►
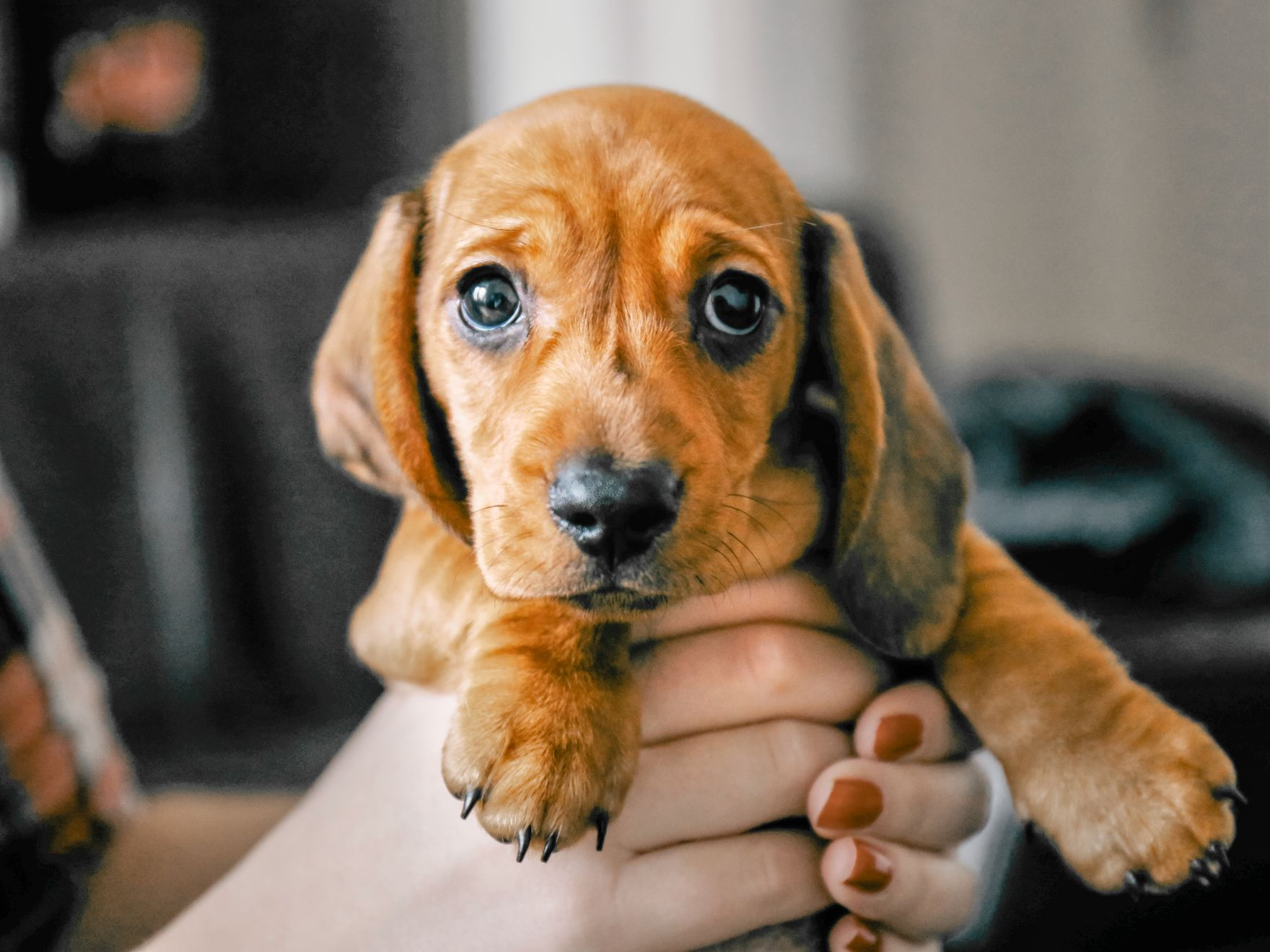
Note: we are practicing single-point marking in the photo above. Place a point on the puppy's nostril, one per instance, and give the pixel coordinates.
(582, 519)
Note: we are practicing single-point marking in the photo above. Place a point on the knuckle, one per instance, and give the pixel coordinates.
(771, 870)
(797, 751)
(770, 661)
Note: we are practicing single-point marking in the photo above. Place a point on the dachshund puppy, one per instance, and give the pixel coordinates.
(610, 358)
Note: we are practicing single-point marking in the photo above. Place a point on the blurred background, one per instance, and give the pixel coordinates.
(1067, 205)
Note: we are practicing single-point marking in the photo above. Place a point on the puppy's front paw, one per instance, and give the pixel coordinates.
(544, 763)
(1144, 805)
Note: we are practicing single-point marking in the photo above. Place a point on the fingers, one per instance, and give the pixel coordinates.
(911, 723)
(914, 893)
(724, 783)
(790, 597)
(934, 806)
(852, 935)
(698, 894)
(751, 674)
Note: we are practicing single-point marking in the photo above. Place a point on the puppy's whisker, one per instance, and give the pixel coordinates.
(724, 550)
(767, 506)
(751, 517)
(508, 545)
(757, 561)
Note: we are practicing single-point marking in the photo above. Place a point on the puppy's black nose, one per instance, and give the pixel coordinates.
(613, 513)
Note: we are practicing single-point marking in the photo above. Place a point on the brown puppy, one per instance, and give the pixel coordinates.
(600, 354)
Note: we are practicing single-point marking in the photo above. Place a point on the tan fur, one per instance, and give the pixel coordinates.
(610, 205)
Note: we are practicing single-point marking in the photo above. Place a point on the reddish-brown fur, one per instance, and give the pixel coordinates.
(610, 203)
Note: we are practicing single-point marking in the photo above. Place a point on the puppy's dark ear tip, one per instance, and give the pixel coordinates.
(601, 819)
(1231, 795)
(470, 798)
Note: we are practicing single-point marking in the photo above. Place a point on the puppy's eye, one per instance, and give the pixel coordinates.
(735, 304)
(489, 302)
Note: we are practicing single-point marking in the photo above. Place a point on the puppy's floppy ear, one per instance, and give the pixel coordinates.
(376, 417)
(905, 476)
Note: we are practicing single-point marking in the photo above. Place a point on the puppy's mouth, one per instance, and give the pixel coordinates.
(616, 598)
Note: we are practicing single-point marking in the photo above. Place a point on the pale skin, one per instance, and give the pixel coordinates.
(742, 695)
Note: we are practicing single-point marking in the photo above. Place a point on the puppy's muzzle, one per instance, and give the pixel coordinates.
(613, 513)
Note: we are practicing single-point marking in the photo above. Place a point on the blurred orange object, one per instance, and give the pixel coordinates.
(145, 78)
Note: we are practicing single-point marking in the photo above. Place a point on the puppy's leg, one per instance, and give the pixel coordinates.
(1127, 788)
(546, 734)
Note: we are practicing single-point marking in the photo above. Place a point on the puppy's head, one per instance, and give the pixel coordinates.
(586, 342)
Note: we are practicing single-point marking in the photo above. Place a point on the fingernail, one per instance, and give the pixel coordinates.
(862, 940)
(872, 873)
(897, 735)
(851, 805)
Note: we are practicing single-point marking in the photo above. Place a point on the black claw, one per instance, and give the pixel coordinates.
(1231, 795)
(1217, 853)
(1201, 873)
(549, 847)
(1136, 883)
(601, 819)
(470, 800)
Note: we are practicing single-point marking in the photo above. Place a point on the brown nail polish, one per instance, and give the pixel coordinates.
(851, 805)
(897, 735)
(864, 940)
(872, 873)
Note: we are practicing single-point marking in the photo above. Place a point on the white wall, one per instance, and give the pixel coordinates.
(1086, 178)
(784, 69)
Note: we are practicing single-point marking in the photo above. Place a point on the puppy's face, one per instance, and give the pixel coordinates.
(610, 319)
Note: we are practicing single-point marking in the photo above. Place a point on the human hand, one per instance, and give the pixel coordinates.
(737, 726)
(897, 806)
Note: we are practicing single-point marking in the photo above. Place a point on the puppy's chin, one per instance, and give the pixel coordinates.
(616, 604)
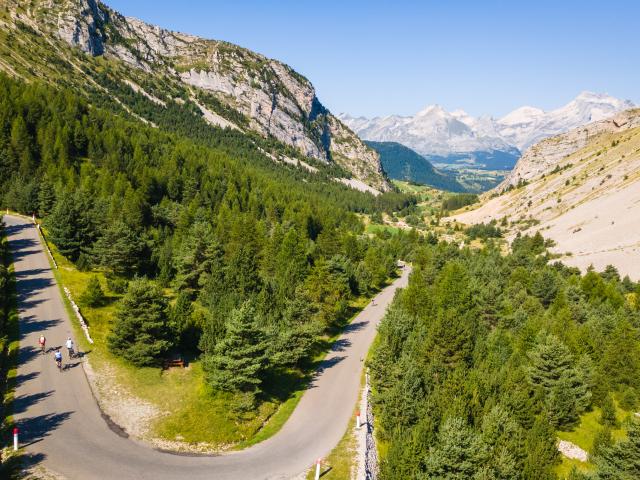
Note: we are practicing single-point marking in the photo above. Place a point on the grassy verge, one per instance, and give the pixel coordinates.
(583, 436)
(9, 347)
(190, 411)
(341, 463)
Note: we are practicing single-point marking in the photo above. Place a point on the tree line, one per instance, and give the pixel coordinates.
(262, 260)
(484, 356)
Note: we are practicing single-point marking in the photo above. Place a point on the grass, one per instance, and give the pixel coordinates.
(583, 436)
(191, 411)
(9, 347)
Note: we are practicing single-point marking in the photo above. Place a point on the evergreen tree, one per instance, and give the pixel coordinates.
(238, 360)
(93, 296)
(458, 454)
(608, 414)
(120, 249)
(141, 331)
(552, 370)
(46, 198)
(621, 461)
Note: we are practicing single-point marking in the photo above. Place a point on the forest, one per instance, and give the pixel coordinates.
(216, 250)
(484, 357)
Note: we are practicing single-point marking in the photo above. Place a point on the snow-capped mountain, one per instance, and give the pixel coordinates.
(436, 132)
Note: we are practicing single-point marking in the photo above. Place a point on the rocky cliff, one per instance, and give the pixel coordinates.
(549, 154)
(250, 92)
(581, 189)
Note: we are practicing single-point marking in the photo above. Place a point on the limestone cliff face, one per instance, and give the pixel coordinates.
(546, 155)
(277, 101)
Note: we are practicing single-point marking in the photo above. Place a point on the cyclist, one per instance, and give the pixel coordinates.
(70, 347)
(58, 357)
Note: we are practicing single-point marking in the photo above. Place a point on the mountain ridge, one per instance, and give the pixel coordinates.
(434, 131)
(229, 86)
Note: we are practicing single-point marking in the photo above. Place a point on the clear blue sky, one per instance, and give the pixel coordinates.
(370, 57)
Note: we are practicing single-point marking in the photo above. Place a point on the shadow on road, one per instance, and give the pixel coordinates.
(27, 354)
(355, 326)
(25, 377)
(30, 324)
(37, 428)
(23, 402)
(340, 345)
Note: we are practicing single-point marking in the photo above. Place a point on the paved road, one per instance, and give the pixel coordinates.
(63, 428)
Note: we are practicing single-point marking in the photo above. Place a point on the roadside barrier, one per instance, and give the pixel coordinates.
(76, 309)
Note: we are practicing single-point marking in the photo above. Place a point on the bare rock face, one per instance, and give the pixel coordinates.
(277, 101)
(80, 25)
(545, 155)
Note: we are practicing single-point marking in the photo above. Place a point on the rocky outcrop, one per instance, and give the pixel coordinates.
(277, 101)
(544, 156)
(80, 24)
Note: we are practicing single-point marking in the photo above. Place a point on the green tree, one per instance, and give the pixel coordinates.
(621, 461)
(608, 414)
(552, 370)
(93, 296)
(141, 331)
(238, 360)
(120, 249)
(458, 454)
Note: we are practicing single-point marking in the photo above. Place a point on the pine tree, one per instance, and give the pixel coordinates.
(119, 249)
(621, 461)
(608, 414)
(238, 360)
(46, 198)
(93, 296)
(140, 333)
(458, 454)
(566, 393)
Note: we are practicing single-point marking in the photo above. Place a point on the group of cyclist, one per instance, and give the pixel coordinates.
(42, 341)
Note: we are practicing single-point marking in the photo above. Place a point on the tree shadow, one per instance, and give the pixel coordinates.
(23, 402)
(24, 377)
(30, 324)
(340, 345)
(26, 354)
(35, 429)
(355, 326)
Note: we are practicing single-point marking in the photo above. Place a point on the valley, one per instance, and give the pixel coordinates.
(205, 273)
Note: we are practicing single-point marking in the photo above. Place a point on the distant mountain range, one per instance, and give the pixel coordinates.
(485, 142)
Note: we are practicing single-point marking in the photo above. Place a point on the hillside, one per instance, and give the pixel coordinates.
(581, 189)
(402, 163)
(148, 72)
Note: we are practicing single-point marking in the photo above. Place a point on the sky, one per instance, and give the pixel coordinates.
(375, 58)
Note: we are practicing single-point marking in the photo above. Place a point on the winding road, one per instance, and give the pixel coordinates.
(62, 427)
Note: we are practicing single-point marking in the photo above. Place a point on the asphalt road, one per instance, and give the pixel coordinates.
(62, 427)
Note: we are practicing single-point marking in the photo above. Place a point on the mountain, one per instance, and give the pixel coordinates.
(458, 138)
(581, 189)
(125, 62)
(402, 163)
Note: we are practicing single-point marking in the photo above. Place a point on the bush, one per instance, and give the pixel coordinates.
(117, 285)
(141, 331)
(93, 296)
(454, 202)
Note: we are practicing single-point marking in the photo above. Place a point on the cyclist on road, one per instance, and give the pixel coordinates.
◄
» Your goal
Reproduce precisely the span of lines that begins at the line containing "tree shadow, one" and ends with the last line of the listing.

» Full output
Note: we are practicing single-point marking in the photo above. Place a point on the tree shadow, one per instance, and give the pixel coordinates.
(23, 402)
(24, 377)
(30, 324)
(340, 345)
(26, 354)
(35, 429)
(355, 326)
Note: we are practicing single-point marking in the photo above. Place a point on the valley, one per instance, and give the pixel coordinates.
(205, 273)
Note: we are practicing single-point marking in the photo above. Place a point on the distant mountain range, one per instance, and give the pixel coordinates.
(485, 142)
Note: we are practicing single-point marking in the photo above. Place a point on the hillside, one per instance, and give the pixel coordinates.
(581, 189)
(402, 163)
(148, 72)
Note: we are practicing single-point marking in the photo above. Place a point on the sky, one per instance, and give the pixel coordinates.
(375, 58)
Note: we are practicing single-point marking in the photo above. Place a point on the winding road, one per instance, and give the pixel coordinates.
(62, 427)
Note: we are practicing single-point marking in the photo above. Place a point on the asphalt road, one per instance, and give the pixel coordinates.
(62, 427)
Note: we are practicing single-point marking in the photo above. Place a point on the mountain, one per instance, and give the pixel coordinates.
(458, 138)
(581, 189)
(125, 62)
(402, 163)
Note: we are practicing single-point marking in the photo above. Place a point on the bush, one per instance, and give the pixel coordinates.
(117, 285)
(141, 331)
(93, 296)
(454, 202)
Note: we are practicing single-point marking in the photo above. Place a point on the cyclist on road, one per instance, and give the pixel coordinates.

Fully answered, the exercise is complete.